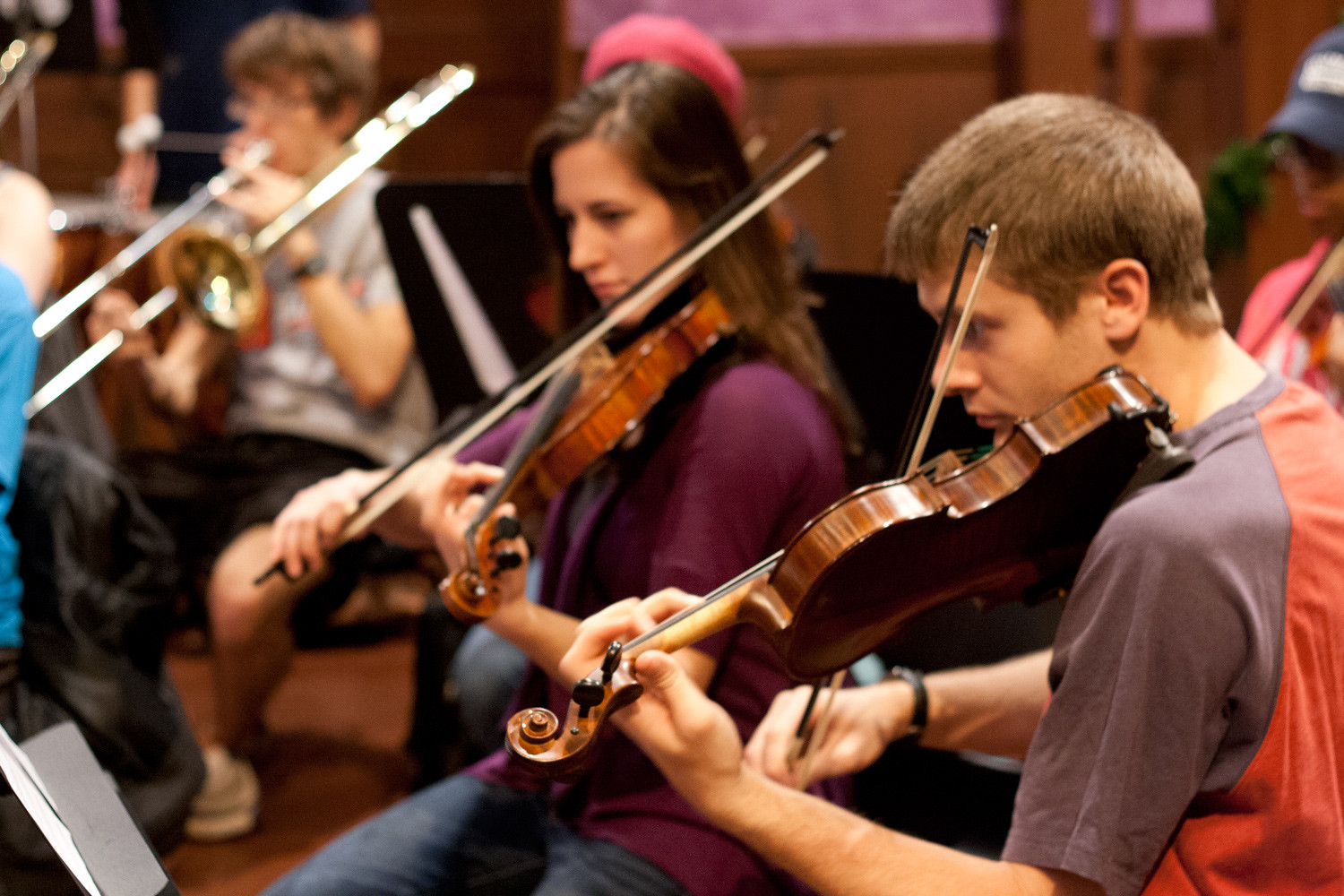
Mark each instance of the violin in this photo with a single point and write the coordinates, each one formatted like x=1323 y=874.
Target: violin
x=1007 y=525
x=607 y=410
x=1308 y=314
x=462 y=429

-*-*-

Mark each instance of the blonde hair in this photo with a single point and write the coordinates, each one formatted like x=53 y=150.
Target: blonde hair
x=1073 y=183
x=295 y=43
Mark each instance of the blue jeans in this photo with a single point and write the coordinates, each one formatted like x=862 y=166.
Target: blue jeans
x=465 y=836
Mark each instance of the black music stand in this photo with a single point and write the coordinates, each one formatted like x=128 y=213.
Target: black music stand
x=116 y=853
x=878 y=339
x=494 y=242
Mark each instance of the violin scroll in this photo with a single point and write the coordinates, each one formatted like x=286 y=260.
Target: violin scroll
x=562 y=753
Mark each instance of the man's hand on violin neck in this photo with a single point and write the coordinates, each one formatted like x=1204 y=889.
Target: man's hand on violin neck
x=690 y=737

-*-*-

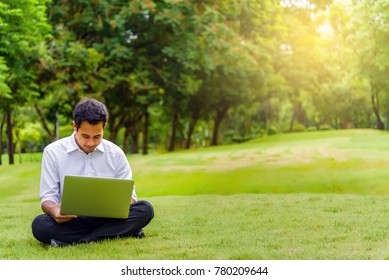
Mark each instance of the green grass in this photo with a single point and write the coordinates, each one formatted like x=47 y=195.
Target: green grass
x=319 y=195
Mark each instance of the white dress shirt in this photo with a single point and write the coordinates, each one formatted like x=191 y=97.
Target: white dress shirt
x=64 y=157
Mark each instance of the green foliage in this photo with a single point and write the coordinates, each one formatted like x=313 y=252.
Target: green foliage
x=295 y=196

-*-*-

→ Your objective
Using the data above, show each line where "formatted" occurs.

→ Exercise response
Mark each instance of the violin in this photo with a single point and write the coordinates, each one formatted like x=1323 y=874.
Mark each instance of the blonde hair in this photo with a single point and write the coordinates, each one formatted like x=53 y=150.
Mark each instance of the blue jeans in this photo with a single point and write the coordinates, each one formatted like x=862 y=166.
Mark each instance of the black music stand in this photo with a single point and write the coordinates, each one formatted like x=128 y=213.
Mark each instance of the violin scroll in this photo with a single point and write the coordinates, each one formatted like x=286 y=260.
Mark each instance of the man's hand on violin neck in this photo with a single point and write the coordinates, each one formatted like x=1204 y=889.
Mark each instance of the green grass in this photo with a single point and write the coordinates, each one formatted like x=47 y=195.
Mark each instance of the white dress shirt in this photo with a single point and write the coordinates, each one formatted like x=191 y=97.
Mark each instance of the green foliage in this photo with a single point and write the coordinates, each one formatted like x=313 y=252.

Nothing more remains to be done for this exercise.